● AIM
Count the lines in the data below that contain the string "console", with uppercase and lowercase treated as different, and reply with only that number.

● EXERCISE MATERIALS
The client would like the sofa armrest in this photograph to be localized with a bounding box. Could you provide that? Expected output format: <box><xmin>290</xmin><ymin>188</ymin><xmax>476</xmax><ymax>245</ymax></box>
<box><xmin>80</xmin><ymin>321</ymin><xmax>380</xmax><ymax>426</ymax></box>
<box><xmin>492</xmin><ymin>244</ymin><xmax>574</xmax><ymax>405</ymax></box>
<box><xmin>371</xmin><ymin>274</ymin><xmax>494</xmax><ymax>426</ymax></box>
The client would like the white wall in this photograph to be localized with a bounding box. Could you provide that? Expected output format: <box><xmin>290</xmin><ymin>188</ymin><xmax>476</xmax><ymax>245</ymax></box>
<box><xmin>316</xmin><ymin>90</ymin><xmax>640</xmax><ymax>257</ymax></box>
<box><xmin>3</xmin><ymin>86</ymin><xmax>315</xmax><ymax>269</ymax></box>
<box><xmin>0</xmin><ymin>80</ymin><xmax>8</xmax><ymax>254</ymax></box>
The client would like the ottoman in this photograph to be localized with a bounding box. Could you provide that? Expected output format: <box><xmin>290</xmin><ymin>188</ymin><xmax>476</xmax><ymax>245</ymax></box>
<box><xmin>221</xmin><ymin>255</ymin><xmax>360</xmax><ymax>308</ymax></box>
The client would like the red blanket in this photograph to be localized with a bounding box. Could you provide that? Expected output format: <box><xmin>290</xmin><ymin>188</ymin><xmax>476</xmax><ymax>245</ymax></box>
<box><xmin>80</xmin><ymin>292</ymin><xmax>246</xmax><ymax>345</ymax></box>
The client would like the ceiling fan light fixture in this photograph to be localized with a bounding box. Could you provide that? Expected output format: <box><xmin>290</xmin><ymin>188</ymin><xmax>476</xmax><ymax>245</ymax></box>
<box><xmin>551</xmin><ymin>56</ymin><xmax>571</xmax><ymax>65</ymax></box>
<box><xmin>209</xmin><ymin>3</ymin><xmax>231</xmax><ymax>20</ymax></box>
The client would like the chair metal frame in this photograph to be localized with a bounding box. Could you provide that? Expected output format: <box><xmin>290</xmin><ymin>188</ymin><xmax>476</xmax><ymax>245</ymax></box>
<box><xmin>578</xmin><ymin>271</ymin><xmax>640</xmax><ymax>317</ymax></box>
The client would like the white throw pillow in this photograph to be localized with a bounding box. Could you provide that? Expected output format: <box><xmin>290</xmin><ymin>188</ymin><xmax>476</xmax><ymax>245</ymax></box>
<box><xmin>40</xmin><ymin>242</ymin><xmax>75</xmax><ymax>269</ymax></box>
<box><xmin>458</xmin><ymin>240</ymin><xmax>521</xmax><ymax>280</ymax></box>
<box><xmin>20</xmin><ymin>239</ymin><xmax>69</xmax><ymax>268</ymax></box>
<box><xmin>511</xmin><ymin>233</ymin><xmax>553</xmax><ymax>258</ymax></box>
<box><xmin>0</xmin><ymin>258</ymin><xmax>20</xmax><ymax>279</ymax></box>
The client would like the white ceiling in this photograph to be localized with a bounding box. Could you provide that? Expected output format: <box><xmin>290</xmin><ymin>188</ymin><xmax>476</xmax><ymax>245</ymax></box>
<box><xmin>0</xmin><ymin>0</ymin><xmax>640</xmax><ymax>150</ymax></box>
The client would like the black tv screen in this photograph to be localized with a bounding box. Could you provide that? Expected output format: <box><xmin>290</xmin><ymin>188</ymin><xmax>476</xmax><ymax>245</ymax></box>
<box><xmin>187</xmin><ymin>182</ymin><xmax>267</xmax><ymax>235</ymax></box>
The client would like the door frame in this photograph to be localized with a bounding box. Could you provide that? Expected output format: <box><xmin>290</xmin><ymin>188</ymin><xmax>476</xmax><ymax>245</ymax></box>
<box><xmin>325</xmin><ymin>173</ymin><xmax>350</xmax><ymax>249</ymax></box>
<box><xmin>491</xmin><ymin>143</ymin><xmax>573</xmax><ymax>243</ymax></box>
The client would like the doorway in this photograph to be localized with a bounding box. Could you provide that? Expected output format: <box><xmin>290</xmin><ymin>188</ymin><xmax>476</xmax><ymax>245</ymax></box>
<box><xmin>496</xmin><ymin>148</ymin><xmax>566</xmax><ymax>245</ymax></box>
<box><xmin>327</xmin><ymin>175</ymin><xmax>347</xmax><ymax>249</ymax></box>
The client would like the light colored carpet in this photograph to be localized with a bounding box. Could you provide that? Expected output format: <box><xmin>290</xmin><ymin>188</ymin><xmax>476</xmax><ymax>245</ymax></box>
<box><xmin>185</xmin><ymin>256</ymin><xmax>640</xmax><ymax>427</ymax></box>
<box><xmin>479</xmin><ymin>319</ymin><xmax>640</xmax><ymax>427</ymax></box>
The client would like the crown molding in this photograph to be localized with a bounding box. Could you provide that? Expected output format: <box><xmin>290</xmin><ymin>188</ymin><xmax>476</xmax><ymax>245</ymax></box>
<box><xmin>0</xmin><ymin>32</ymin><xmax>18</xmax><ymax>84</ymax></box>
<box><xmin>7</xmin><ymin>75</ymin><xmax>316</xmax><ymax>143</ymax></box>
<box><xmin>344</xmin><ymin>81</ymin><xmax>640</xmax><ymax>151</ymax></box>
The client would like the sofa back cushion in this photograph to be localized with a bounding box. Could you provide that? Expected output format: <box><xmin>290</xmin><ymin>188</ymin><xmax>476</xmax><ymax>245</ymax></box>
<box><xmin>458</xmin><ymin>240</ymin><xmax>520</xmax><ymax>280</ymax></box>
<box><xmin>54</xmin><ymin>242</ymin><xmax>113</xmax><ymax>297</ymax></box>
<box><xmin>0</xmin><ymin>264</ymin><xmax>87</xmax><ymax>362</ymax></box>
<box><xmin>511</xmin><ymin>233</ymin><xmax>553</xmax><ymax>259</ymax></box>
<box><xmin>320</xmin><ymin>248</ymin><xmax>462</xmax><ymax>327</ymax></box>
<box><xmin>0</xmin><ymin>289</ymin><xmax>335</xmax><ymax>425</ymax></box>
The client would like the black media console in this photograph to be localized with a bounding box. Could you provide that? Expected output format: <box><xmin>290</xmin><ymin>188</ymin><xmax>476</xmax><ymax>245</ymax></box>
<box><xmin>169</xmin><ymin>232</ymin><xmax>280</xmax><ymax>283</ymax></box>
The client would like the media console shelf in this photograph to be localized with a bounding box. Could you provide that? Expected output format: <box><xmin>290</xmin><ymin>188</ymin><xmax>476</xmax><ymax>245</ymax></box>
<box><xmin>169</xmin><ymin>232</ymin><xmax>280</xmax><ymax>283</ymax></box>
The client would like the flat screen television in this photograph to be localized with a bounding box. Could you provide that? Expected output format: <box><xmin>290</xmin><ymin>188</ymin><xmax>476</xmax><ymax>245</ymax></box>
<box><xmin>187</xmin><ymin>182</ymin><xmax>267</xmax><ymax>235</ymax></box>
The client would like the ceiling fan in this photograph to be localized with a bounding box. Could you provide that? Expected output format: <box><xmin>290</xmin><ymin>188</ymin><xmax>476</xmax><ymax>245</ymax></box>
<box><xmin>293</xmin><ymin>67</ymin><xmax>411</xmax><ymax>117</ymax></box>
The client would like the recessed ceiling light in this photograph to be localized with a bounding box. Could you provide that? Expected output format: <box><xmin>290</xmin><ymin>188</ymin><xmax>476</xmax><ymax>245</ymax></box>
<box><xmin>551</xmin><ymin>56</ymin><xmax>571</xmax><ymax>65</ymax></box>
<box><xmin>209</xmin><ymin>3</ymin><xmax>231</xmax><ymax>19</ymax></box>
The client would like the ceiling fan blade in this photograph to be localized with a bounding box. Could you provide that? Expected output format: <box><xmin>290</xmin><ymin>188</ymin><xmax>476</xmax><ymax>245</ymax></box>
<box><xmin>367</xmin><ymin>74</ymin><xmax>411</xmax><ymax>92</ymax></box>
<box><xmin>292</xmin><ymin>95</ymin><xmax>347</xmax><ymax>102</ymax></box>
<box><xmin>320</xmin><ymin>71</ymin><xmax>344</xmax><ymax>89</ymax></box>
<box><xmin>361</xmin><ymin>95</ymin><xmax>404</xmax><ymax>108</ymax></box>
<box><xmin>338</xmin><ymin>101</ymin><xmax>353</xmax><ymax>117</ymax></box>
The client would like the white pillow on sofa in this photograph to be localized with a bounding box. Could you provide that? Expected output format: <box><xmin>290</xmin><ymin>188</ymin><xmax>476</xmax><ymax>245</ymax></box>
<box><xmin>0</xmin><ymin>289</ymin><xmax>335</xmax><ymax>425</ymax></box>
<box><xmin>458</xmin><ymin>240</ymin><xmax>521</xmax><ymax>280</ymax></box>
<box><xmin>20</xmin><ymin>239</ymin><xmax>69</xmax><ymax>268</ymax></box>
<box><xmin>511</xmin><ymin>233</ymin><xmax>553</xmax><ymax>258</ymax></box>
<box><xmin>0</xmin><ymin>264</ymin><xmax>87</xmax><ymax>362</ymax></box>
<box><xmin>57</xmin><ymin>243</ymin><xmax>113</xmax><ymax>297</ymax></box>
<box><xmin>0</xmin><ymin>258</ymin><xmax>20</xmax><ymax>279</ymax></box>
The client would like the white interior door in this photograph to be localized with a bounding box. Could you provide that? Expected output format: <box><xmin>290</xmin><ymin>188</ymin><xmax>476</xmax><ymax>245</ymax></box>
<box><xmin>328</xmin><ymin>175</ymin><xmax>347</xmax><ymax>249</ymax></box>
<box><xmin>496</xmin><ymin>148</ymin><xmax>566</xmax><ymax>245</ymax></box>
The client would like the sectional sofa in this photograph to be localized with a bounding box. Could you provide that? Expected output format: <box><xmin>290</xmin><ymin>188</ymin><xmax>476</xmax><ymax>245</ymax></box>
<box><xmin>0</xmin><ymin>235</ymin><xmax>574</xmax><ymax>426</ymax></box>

● CORRECT OUTPUT
2